Description of the task
Using "gray" as the search string, find the matching lines below and copy them.
** Opening Supplied entries block **
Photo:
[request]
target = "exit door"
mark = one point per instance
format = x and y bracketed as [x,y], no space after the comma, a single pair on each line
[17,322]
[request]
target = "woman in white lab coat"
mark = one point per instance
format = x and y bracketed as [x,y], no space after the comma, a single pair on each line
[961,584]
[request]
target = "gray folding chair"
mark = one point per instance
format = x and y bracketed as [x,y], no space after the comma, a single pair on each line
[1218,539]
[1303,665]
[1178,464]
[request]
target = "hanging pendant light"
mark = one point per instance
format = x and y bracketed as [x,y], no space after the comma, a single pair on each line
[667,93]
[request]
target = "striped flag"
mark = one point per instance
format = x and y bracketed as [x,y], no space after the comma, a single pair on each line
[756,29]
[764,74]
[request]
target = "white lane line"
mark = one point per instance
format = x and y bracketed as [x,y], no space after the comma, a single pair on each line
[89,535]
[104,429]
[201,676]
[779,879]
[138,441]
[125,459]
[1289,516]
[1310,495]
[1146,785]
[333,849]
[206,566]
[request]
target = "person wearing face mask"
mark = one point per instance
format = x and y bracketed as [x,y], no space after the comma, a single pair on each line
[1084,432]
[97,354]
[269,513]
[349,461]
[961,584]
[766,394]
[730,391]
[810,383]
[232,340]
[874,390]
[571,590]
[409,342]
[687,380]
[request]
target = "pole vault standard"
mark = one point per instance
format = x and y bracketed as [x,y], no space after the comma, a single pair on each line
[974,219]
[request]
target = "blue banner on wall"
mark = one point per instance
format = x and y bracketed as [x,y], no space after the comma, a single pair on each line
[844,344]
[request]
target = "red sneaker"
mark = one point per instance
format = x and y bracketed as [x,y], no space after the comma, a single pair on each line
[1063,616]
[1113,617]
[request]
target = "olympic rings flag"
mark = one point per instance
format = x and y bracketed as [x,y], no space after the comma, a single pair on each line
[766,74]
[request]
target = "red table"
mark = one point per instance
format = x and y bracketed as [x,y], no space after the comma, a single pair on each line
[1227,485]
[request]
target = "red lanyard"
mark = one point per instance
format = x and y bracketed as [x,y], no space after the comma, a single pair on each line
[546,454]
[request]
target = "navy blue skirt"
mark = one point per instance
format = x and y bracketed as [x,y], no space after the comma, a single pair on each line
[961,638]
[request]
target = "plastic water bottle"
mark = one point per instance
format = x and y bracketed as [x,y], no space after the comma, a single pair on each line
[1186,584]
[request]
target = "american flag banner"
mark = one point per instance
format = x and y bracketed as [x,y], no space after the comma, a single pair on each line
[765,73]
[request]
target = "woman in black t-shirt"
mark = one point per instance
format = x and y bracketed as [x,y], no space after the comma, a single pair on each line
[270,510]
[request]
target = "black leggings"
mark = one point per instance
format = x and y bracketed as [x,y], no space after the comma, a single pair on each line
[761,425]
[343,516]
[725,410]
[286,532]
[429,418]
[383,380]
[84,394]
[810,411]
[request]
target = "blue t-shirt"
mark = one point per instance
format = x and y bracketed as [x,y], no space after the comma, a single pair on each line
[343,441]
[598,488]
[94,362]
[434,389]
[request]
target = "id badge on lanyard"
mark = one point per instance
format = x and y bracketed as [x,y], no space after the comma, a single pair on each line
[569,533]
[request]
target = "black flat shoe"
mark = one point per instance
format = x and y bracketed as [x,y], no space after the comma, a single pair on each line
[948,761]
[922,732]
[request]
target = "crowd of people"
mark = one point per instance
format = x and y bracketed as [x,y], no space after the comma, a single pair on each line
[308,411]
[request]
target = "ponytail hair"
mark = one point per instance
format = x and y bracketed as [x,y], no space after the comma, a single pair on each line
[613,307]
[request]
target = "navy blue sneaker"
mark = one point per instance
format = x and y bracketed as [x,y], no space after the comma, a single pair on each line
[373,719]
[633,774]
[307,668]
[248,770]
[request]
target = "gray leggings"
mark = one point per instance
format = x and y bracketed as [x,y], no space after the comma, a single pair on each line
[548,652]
** Closing Supplied entries block **
Exercise answer
target = "gray folding chair"
target = "gray leggings"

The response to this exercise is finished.